▸ Data excerpts
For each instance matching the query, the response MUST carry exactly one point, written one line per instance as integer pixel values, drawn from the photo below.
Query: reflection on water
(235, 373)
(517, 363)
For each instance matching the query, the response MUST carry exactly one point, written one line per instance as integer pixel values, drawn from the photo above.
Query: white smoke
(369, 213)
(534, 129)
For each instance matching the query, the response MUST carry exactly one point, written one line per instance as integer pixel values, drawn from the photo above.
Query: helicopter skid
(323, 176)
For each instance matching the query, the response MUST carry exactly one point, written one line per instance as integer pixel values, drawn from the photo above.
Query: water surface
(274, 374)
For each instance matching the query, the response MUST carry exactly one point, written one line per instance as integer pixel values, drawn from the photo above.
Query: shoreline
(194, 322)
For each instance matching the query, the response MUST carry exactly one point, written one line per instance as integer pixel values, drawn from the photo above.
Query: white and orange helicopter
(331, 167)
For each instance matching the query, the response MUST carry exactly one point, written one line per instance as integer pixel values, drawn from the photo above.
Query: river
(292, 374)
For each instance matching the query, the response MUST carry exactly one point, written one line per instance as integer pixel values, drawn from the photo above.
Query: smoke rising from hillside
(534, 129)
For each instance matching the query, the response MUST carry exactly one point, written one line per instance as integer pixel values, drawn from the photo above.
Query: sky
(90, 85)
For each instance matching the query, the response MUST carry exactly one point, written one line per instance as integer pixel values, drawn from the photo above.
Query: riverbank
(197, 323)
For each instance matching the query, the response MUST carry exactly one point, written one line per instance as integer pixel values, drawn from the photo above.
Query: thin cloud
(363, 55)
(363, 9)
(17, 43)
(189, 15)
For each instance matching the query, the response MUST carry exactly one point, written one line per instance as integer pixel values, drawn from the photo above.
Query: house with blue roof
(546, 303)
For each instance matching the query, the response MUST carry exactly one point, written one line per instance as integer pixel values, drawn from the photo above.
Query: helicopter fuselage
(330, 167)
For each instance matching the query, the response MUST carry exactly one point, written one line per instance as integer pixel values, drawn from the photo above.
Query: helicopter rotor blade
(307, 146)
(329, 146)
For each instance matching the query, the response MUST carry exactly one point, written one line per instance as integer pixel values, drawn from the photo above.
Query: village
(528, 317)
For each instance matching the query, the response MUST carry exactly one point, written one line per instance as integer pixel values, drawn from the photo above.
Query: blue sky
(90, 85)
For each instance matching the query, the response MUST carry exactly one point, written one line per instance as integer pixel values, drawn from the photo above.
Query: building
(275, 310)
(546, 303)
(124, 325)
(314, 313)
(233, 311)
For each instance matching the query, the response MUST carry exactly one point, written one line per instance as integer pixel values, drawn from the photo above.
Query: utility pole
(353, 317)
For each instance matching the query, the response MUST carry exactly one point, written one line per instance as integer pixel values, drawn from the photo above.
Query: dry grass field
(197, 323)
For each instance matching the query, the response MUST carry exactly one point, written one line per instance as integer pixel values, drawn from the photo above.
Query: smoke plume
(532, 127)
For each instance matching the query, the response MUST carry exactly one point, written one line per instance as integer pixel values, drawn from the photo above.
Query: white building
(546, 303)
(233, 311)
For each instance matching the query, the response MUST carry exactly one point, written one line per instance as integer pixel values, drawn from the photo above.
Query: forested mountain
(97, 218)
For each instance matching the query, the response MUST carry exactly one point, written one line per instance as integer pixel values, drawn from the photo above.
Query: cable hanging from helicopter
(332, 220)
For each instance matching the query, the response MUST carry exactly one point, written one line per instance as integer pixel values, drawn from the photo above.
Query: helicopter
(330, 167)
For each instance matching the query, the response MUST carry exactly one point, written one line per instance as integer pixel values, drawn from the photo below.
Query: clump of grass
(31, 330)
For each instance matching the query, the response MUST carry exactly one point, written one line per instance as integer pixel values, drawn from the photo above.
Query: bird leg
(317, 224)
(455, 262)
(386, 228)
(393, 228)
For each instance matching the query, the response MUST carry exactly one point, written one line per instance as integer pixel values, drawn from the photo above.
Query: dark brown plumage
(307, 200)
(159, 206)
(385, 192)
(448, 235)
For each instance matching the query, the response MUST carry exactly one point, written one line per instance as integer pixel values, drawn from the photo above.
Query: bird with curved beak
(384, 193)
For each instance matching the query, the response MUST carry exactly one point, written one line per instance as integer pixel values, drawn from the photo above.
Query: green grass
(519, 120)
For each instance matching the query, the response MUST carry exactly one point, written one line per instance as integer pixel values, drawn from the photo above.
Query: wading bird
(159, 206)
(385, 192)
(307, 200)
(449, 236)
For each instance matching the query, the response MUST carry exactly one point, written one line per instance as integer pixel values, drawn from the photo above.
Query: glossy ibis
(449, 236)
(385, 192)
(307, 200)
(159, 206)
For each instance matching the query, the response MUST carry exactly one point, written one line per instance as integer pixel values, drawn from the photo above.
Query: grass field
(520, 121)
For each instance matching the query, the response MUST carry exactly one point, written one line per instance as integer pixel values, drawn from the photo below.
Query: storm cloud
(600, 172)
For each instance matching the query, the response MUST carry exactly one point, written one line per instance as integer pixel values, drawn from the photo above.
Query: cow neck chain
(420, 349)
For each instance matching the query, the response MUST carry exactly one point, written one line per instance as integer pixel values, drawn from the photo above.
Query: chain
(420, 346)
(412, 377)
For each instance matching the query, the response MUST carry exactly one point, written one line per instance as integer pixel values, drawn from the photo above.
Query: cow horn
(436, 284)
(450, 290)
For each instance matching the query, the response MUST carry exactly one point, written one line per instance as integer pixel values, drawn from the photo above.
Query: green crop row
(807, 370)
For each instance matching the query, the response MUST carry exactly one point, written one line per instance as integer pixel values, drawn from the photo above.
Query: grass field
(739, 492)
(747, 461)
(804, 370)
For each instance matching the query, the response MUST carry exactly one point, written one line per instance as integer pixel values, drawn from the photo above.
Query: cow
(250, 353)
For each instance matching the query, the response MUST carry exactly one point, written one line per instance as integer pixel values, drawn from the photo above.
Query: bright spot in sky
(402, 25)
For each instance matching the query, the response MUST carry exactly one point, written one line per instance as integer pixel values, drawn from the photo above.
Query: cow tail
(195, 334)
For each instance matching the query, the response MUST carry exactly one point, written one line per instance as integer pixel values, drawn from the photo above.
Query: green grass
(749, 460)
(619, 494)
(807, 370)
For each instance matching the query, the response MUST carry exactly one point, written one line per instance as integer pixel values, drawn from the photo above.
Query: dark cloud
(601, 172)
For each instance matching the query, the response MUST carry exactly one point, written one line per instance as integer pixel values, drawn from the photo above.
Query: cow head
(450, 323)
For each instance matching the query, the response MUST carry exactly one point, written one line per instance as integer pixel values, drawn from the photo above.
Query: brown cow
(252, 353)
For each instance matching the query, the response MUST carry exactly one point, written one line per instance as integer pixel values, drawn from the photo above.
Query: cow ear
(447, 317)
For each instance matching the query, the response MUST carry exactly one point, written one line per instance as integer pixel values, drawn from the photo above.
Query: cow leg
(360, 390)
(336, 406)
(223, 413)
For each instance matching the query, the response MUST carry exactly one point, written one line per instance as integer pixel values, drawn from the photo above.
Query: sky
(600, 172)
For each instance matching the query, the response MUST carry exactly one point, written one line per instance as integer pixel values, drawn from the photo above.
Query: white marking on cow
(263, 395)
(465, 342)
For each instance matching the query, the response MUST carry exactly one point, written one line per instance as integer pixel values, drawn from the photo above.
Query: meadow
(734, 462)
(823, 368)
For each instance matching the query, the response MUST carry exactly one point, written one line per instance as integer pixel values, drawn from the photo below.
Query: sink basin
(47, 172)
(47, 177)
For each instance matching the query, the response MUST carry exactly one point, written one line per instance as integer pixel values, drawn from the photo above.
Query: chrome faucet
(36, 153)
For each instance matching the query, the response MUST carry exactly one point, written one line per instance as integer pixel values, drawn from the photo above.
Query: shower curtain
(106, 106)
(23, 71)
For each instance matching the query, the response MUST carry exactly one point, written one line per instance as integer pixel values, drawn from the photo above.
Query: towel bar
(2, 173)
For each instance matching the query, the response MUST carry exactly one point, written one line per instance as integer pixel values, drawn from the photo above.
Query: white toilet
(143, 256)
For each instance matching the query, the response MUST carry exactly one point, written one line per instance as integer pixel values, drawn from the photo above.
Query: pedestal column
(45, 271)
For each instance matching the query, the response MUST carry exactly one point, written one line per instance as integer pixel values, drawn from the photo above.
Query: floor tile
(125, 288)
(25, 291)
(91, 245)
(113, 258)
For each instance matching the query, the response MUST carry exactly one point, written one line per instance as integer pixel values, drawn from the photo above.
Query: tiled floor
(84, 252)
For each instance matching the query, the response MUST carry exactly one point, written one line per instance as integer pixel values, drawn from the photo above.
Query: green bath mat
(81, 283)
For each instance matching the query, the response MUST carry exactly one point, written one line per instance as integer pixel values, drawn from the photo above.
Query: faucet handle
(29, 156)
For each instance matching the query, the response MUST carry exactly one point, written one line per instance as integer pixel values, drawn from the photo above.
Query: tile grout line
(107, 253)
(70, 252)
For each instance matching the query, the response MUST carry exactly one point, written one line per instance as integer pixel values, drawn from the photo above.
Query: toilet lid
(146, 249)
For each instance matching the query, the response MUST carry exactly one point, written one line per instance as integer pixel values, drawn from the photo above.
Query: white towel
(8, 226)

▸ Your task
The line containing "Query: toilet lid" and all lines after it, through the last line of the data, should be retyped exactly.

▸ Exercise answer
Query: toilet lid
(146, 249)
For each instance matching the query, the response MUST carry exactly one point, written one line per instance as integer pixel values, drawn from the photo above.
Query: white towel
(8, 226)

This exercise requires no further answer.